* _Work to do_
Copy the records word for word, starting with their first line and ending with the line that contains "[529,254,552,288]", including that line.

* _Records provided_
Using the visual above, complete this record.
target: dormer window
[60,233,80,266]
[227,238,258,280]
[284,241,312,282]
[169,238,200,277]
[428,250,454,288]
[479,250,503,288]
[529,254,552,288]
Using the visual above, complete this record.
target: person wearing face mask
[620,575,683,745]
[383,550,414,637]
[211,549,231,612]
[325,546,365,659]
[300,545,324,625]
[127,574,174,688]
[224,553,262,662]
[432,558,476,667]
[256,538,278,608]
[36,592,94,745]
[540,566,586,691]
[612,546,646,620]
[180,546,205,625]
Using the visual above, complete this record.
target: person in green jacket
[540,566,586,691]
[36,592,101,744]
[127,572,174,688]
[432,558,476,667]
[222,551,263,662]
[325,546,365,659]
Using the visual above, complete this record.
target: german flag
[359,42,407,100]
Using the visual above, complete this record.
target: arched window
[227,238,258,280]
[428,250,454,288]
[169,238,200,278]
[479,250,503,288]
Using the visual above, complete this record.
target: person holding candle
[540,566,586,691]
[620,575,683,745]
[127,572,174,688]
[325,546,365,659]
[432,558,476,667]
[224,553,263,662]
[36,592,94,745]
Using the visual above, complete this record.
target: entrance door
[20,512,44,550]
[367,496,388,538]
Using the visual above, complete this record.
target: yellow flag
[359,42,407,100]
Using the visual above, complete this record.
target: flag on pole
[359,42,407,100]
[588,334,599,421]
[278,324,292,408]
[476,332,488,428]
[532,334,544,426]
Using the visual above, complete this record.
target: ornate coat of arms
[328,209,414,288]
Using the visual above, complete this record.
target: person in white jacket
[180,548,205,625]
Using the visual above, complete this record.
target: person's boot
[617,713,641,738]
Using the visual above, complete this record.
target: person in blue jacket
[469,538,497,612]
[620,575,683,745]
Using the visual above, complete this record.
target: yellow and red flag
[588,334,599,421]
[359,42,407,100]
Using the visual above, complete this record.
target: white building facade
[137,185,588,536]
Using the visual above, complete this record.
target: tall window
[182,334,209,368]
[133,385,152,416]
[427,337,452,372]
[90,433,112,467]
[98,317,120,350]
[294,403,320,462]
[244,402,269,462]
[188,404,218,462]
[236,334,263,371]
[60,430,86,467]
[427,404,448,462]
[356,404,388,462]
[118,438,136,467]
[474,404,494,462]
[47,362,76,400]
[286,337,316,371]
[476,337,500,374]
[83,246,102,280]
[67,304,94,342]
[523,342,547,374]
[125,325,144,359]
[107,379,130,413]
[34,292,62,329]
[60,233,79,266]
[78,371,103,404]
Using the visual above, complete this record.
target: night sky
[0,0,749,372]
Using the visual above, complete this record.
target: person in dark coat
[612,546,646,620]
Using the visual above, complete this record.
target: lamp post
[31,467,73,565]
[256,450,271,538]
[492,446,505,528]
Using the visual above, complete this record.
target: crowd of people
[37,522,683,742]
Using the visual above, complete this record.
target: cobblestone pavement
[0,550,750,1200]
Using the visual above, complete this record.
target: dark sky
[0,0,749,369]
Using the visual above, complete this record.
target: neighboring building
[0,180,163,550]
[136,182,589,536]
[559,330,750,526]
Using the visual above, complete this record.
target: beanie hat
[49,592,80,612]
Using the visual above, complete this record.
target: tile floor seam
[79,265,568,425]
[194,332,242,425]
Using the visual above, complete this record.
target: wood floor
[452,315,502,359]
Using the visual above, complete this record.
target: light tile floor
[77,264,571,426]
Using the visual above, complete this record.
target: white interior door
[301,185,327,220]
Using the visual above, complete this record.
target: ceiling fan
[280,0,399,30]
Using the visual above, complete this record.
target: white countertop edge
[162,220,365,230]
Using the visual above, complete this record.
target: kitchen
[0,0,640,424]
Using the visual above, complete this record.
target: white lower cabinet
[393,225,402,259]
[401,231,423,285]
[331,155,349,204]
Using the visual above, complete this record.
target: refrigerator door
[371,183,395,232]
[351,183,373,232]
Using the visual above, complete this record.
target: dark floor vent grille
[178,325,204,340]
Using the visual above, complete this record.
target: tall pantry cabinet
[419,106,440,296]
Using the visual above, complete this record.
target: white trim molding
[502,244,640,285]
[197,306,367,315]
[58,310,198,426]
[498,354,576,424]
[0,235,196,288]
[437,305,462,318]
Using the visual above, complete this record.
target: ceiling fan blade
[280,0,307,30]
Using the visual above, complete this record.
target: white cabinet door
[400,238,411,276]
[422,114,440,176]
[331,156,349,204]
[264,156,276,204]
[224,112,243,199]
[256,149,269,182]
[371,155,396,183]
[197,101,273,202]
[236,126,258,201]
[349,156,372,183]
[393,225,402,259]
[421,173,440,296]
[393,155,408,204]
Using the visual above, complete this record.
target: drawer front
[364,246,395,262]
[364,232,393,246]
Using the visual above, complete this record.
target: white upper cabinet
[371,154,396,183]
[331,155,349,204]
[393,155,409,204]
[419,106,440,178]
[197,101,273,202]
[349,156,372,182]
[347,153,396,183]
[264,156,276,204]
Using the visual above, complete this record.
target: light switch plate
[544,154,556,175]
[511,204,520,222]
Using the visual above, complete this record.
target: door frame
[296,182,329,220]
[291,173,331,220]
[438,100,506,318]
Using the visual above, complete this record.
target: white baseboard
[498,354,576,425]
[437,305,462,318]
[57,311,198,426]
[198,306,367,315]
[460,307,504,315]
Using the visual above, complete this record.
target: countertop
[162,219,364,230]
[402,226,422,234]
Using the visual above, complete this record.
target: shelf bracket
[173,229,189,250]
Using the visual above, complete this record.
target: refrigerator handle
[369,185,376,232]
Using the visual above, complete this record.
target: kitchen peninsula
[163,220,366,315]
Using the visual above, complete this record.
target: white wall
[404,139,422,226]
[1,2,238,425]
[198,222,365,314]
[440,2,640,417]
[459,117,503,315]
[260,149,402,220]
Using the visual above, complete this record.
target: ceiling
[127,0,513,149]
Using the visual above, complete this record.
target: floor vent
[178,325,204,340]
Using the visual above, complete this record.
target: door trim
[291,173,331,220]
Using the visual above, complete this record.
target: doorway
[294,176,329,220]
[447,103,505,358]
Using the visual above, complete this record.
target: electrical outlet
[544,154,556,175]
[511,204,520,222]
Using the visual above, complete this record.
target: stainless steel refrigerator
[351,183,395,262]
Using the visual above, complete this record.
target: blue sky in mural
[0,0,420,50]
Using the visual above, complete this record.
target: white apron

* _Solution to the exercise_
Using the visual above, complete this record.
target: dormer window
[60,233,80,266]
[227,238,258,280]
[284,241,312,282]
[169,238,200,277]
[428,250,454,288]
[479,250,503,288]
[529,254,552,288]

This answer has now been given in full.